### Ejercicio propuesto 1
¿Puedes volver a escribir el fragmento del texto sobre las escuelas de Buenos Aires desde "El conjunto de" hasta "1852 (Newland, 1992).", ambos incluidos, cambiando "Rosas" por "Juan Manuel de Rosas"?
### Ejercicio propuesto 2
¿Cómo quedaría en forma de lista el párrafo del texto sobre las escuelas de Buenos Aires que empieza por "El conjunto de escuelas articuladas", conservando sus datos principales?

### Artículo
---*---

El conjunto de escuelas articuladas y financiadas por el Estado de Buenos Aires se sostuvieron durante buena parte de las décadas de 1820 y 1830. Pero en 1838, en medio de una crisis sin precedentes, el gobierno de Rosas cortó la financiación del rubro y, aunque no se limitó la educación particular, tampoco fue alentada hasta pasada la batalla de Caseros en febrero de 1852 (Newland, 1992).
A modo de cierre
La excusa de recuperar el horizonte institucional existente en la educación elemental del Río de la Plata en tiempos de Belgrano ha servido para aludir a las escuelas del período. No fueron éstas las aulas que transitó Manuel Belgrano. Ni las directrices que redactó para reglamentar el modo en que debían administrarse las escuelas que se fundarían con los $ 40.000 que a modo de premio le entregó la Asamblea del año XIII; constituyen puntos de fluida articulación con el panorama recuperado.

---*---

### Líneas de datos
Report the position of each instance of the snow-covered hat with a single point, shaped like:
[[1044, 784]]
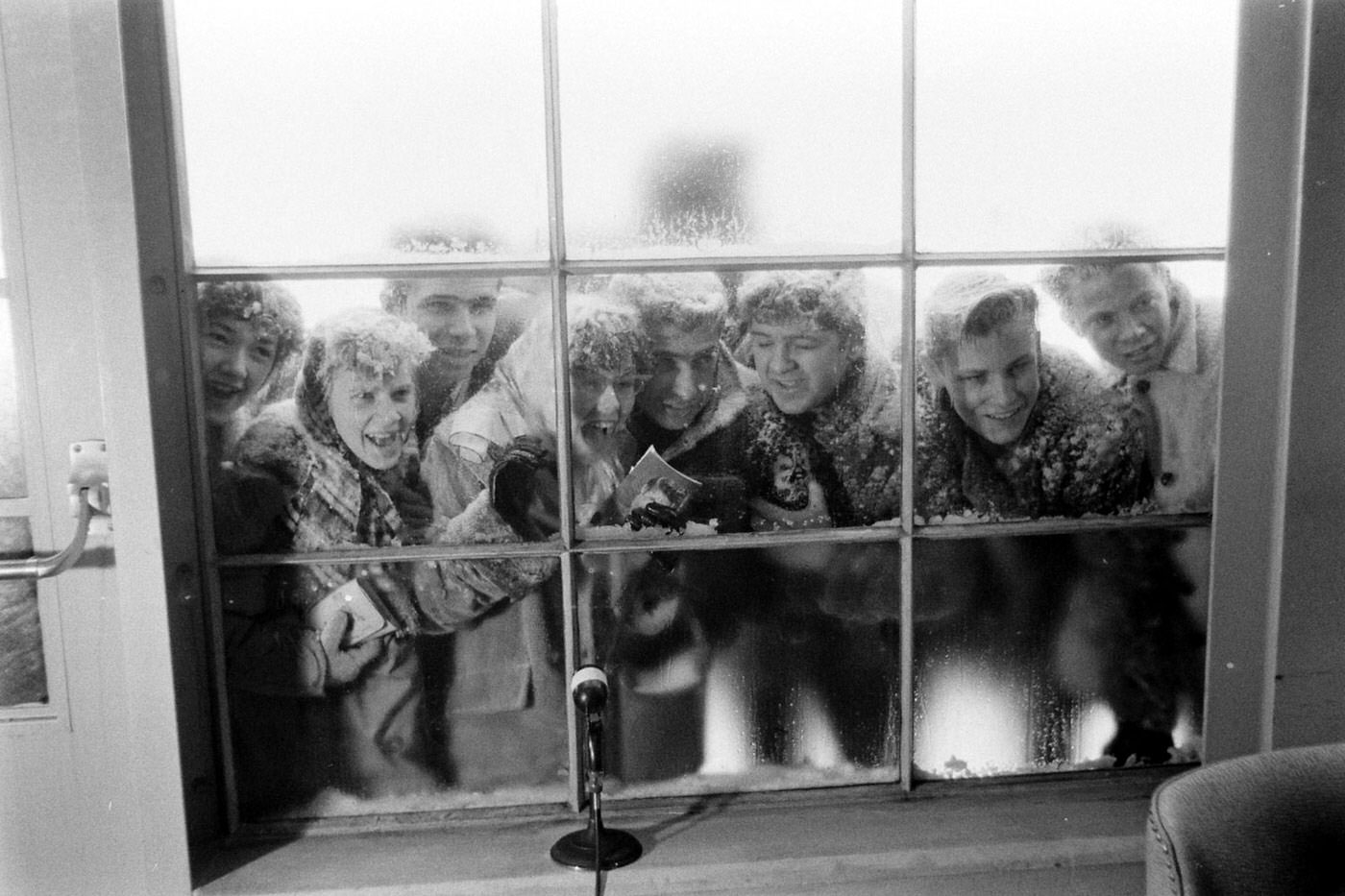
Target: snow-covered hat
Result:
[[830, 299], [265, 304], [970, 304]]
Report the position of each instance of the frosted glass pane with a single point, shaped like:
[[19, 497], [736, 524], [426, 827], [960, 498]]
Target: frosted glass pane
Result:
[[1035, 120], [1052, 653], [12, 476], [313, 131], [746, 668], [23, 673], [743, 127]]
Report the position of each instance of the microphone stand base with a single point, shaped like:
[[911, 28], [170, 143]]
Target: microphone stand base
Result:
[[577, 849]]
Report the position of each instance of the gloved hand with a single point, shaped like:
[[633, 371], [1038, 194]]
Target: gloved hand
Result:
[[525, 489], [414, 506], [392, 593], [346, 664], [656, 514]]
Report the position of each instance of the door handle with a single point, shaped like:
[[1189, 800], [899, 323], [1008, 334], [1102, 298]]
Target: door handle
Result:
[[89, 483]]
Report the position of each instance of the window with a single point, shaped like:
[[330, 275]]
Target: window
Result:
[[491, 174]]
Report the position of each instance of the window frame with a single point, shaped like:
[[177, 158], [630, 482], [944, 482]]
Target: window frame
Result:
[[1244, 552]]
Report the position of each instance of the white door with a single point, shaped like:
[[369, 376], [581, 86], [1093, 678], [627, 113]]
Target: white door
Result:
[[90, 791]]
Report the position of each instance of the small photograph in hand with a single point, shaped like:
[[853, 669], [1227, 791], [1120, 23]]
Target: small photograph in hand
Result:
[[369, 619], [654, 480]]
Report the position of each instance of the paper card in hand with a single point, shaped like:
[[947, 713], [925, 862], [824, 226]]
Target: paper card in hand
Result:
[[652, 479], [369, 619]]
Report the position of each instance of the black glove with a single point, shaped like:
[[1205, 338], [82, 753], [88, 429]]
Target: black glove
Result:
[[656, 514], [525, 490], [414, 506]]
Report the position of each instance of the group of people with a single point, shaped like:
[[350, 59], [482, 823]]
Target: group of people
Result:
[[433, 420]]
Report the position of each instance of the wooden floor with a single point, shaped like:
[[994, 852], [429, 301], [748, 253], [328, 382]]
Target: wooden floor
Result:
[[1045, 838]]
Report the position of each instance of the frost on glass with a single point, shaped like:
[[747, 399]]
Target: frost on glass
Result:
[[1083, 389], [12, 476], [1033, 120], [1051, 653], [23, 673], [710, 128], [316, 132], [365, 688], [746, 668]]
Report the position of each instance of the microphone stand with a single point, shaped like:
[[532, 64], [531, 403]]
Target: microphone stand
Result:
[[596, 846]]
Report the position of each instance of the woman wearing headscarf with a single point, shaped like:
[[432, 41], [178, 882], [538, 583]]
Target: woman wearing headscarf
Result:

---*---

### Solución escrita 1
El conjunto de escuelas articuladas y financiadas por el Estado de Buenos Aires se sostuvieron durante buena parte de las décadas de 1820 y 1830. Pero en 1838, en medio de una crisis sin precedentes, el gobierno de Juan Manuel de Rosas cortó la financiación del rubro y, aunque no se limitó la educación particular, tampoco fue alentada hasta pasada la batalla de Caseros en febrero de 1852 (Newland, 1992).

### Solución escrita 2
- Las escuelas articuladas y financiadas por el Estado de Buenos Aires se sostuvieron durante buena parte de las décadas de 1820 y 1830.
- En 1838, en medio de una crisis sin precedentes, el gobierno de Rosas cortó su financiación.
- La educación particular no se limitó, pero tampoco fue alentada hasta después de la batalla de Caseros, en febrero de 1852 (Newland, 1992).